[Detection annotation records]
----

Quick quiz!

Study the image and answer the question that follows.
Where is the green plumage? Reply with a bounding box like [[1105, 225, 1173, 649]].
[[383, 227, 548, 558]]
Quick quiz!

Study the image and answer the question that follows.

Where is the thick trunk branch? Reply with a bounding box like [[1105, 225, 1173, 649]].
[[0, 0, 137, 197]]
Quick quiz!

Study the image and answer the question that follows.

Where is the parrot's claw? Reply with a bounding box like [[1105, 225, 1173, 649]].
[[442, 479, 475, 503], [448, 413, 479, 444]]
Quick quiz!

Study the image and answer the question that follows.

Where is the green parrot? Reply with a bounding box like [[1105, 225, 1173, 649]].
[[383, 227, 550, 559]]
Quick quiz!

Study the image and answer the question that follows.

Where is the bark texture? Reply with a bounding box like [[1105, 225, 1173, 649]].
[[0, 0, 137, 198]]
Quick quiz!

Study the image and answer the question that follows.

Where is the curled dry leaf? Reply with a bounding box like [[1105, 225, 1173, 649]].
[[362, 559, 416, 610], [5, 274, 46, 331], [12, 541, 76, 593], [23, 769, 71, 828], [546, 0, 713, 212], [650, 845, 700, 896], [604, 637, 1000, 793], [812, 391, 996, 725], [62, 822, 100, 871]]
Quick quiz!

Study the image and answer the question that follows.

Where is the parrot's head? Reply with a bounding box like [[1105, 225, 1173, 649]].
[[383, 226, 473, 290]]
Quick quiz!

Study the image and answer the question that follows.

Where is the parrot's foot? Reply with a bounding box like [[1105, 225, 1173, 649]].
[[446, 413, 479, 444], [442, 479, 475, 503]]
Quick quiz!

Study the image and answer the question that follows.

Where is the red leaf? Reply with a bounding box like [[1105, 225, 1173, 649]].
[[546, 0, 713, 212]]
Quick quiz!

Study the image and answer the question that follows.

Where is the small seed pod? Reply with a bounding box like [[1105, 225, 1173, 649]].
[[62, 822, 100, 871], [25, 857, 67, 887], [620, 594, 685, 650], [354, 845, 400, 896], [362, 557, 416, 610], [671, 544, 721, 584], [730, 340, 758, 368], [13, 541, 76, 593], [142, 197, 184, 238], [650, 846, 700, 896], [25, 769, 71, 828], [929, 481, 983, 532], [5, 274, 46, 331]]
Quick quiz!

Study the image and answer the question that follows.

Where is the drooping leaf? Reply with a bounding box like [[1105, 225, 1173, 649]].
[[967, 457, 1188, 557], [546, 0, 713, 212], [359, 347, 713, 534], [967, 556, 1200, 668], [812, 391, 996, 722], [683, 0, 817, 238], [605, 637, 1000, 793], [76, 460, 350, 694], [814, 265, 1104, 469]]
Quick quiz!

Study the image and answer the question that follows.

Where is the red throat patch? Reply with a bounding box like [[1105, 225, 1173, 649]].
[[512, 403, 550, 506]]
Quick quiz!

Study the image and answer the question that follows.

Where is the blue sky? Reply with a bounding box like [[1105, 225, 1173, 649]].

----

• [What you have to do] Repeat the material word for word, from its first line through the line that contains "[[442, 479, 475, 503], [448, 413, 479, 444]]".

• [Result]
Quick quiz!

Study the image and answer the question that follows.
Where is the green plumage? Reply with a bounding box like [[1105, 225, 1173, 649]].
[[383, 227, 548, 558]]
Quick quiz!

Study the image and answer the question that follows.

Where is the thick trunk branch? Reply with a bounding box like [[1105, 225, 1173, 649]].
[[0, 0, 137, 197]]
Quick quiz!

Study the image and answer the question that follows.

Where is the parrot's claw? Reply with a bounding box like [[1105, 225, 1173, 649]].
[[442, 479, 475, 503], [448, 413, 479, 444]]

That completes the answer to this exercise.